Excerpts from a location annotation dataset:
——

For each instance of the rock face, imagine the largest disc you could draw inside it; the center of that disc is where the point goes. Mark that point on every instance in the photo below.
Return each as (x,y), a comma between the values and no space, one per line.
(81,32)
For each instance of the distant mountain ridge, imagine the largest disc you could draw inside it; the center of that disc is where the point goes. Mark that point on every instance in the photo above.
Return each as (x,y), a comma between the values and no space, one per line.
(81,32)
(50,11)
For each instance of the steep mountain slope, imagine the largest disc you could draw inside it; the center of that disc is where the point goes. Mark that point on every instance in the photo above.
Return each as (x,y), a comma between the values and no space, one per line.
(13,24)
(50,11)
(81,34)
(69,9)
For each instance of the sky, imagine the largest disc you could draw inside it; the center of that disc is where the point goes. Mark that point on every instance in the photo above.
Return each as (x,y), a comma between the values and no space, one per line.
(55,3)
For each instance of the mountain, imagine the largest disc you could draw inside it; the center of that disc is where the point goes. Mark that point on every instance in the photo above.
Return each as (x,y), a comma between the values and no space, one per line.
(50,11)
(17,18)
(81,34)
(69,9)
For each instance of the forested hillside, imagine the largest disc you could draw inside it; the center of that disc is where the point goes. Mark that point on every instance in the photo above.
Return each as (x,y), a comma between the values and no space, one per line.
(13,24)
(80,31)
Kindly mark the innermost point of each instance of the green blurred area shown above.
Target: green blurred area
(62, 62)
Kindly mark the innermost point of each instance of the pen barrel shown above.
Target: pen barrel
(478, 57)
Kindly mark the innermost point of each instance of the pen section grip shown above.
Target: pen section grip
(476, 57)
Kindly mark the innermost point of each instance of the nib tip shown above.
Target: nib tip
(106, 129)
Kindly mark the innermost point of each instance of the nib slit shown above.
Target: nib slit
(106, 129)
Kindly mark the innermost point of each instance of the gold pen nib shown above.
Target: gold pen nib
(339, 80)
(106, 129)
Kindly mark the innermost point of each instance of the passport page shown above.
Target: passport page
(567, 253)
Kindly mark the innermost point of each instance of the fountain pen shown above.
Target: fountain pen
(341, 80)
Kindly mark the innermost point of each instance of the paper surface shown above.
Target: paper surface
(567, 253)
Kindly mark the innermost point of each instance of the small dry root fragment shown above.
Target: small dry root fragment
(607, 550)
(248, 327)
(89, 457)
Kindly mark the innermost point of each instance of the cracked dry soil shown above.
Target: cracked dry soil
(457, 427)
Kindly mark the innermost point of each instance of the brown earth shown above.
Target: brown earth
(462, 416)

——

> Task to carry out
Copy the lines above, starting at the line that contains "Kindly mark the innermost point of each instance of the paper" and continuing through the last line. Keep the requests, and offset every coordinate in the answers by adding 32.

> Full response
Kindly mark the innermost point of each instance of the paper surface shown above.
Target: paper surface
(599, 285)
Kindly mark the innermost point of each instance of the small dry root fragment shown above.
Target: small dry root fragment
(639, 582)
(280, 359)
(121, 489)
Kindly mark the innermost point of each instance of the cracked dry soil shown above.
Target: cracked dry soil
(489, 459)
Kindly mark the innermost point of each instance of the brown earth shown above.
Target: brown earth
(494, 448)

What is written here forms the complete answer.